Devuelve todas las líneas de los datos que contienen la palabra "orange", teniendo en cuenta las mayúsculas y minúsculas.

▶ _Datos mostrados_

::::::

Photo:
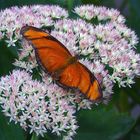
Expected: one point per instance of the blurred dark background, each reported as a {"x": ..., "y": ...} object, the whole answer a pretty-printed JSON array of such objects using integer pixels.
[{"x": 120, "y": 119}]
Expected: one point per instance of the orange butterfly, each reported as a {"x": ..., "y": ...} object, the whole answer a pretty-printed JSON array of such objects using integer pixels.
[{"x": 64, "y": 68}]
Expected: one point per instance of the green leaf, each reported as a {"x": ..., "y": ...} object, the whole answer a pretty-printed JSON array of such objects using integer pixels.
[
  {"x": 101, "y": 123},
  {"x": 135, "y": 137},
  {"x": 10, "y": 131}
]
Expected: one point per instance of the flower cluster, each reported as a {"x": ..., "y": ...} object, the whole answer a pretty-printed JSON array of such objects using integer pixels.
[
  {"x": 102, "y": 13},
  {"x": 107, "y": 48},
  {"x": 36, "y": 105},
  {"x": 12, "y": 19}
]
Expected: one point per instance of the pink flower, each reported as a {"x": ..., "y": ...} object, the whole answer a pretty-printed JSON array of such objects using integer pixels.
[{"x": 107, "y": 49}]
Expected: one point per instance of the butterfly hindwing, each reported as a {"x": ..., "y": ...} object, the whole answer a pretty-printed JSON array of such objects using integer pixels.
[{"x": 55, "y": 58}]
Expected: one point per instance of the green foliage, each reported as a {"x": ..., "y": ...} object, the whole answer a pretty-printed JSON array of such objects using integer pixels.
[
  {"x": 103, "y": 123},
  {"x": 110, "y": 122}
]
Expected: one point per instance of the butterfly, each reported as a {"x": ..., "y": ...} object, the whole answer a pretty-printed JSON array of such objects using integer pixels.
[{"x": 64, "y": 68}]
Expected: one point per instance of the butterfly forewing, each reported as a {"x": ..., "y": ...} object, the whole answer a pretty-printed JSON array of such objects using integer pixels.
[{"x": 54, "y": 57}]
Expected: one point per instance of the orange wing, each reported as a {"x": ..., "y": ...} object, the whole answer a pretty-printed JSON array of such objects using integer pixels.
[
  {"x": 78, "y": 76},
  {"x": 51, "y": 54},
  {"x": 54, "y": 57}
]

::::::

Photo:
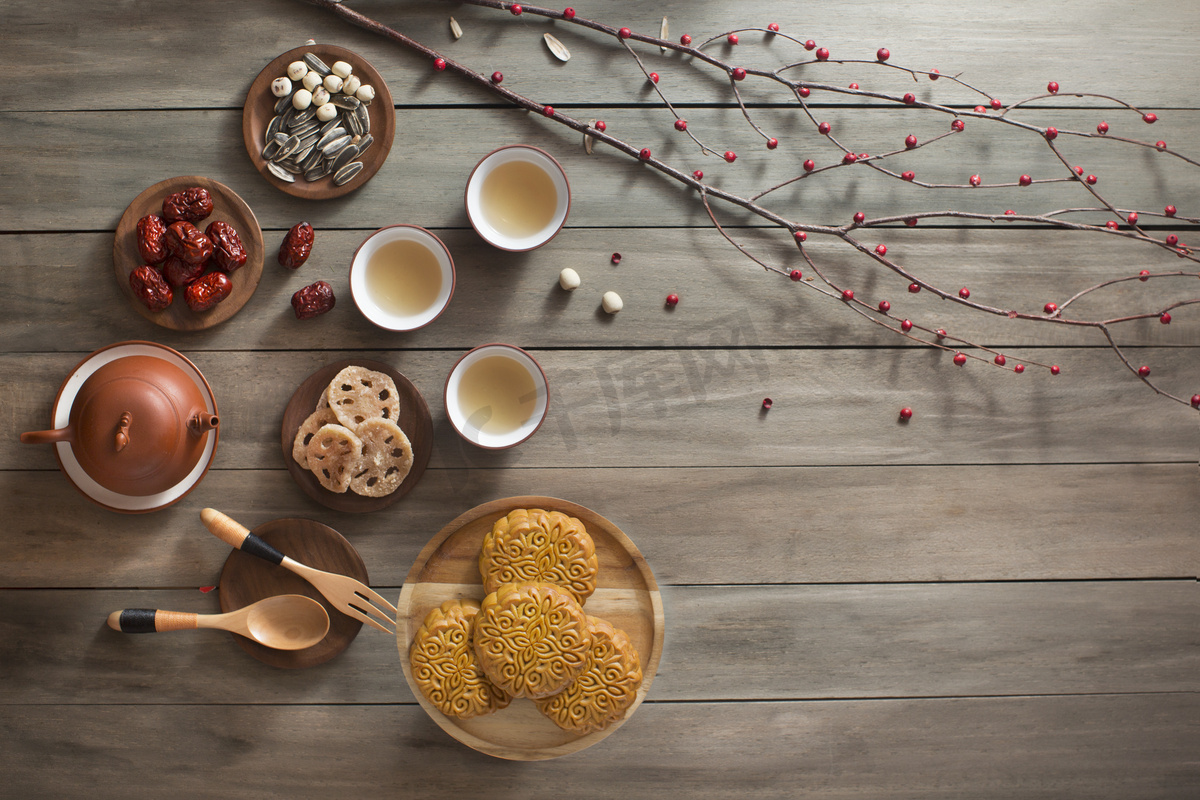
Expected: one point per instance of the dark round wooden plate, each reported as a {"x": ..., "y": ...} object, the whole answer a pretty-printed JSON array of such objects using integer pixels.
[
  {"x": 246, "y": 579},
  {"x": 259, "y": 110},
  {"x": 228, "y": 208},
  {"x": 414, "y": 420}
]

::::::

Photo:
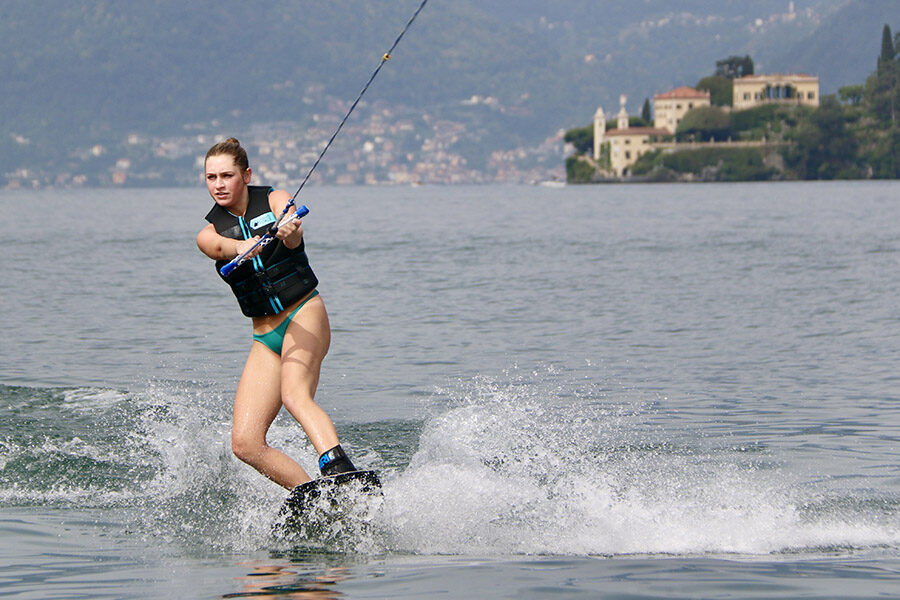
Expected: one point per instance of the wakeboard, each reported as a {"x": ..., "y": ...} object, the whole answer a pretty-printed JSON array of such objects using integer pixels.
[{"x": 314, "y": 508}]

::::::

▶ _Solución propuesta_
Expected: one point per instance of the orange butterfly, each reported as a {"x": ..., "y": ...} object, the whole answer a pretty-printed JSON array of such objects using integer pixels.
Expected: one point per instance of the orange wing, each reported as a {"x": ..., "y": ...} object, the whole answer a pretty-printed JSON array of such objects using integer pixels.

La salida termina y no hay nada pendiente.